Social entrepreneurs from Hampden-Sydney College visited Albemarle County this week to meet with young design consultants at Baker-Butler Elementary School.

“It’s interesting to see how thoughtful the students could be,” said Tanner Beck, co-founder of Pan Clothing. “We have gotten more value out of this than I would have anticipated.”

Beck and co-founder Jacky Cheng, both seniors at the college in Prince Edward County, helped teach a design-thinking unit for third- and fourth-graders at Baker-Butler this semester that had students propose solutions to challenges facing their apparel startup. 

“We want our kids to be flexible, creative problem solvers,” Baker-Butler Principal Stephen Saunders said. “Design thinking makes it simpler to teach complex problems.”

Pan donates five textbooks to schools in developing countries for every clothing item it sells. Its business model is inspired by TOMS shoes and other popular brands with “buy one, give one” philanthropic programs. 

Last fall, Pan contributed 2,300 books to the Christ-Roi School in Cammy, Haiti, through a Kickstarter campaign. Beck and Cheng plan to continue their work on Pan Clothing in New York after they graduate in May. 

Beck and Cheng met Saunders in November when he gave a lecture on design thinking at his alma mater. 

“Design thinking is very interesting to us,” Beck said. “Even before we knew what it was, we were solving a lot of our problems in a similar way.”

Saunders saw an opportunity for his school to collaborate with Pan to give students firsthand experience with this empathic, human-centric approach to problem solving. 

“Everyone learns better when you can see the relevance of what you are learning,” Saunders said. “This project makes the kids come out of their own world. … They are thinking about that kid in Haiti who walks through mountains for two hours to get to a school that doesn’t have any resources.”

### Goal of the exercise
According to the article about Pan Clothing, how many textbooks does the company donate for each clothing item it sells?

### Data
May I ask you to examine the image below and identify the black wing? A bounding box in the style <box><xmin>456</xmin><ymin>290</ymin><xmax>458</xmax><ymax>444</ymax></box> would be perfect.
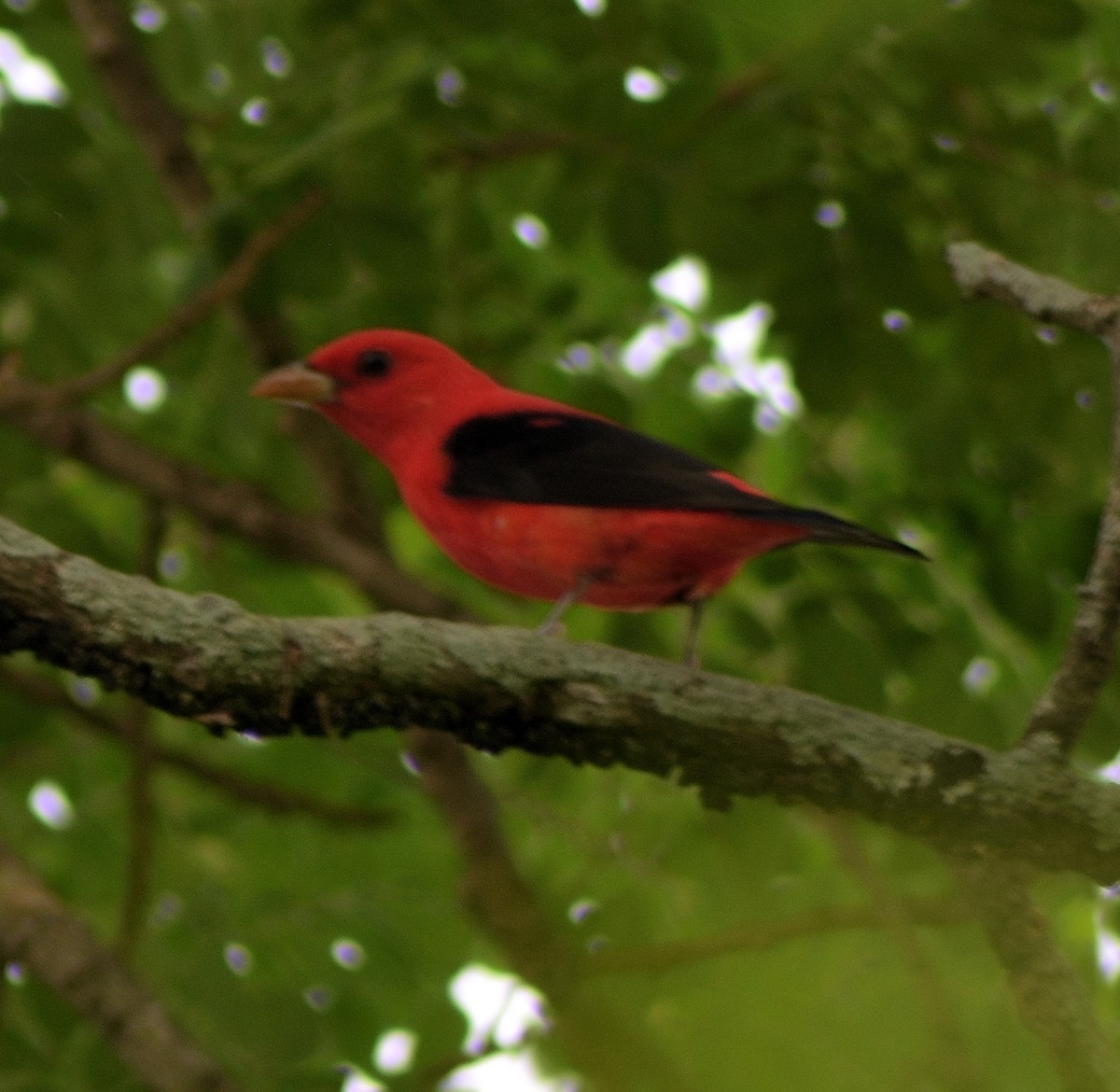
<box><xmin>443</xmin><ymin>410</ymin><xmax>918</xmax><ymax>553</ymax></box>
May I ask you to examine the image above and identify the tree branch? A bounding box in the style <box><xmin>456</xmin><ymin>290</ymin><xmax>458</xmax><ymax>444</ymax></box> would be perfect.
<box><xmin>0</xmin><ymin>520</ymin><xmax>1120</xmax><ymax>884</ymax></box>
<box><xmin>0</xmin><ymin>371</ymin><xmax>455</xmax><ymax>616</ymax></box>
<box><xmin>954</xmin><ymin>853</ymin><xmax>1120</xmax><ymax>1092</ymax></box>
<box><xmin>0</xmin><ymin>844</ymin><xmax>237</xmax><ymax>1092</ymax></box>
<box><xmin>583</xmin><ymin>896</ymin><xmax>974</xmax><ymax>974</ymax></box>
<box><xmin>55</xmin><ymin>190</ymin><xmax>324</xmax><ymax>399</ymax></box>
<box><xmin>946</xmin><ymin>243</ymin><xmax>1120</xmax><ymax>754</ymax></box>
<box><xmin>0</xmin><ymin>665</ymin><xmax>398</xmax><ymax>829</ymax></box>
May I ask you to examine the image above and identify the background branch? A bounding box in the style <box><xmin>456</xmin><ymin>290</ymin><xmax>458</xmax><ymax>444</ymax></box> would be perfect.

### Worked answer
Five textbooks, given to schools in developing countries.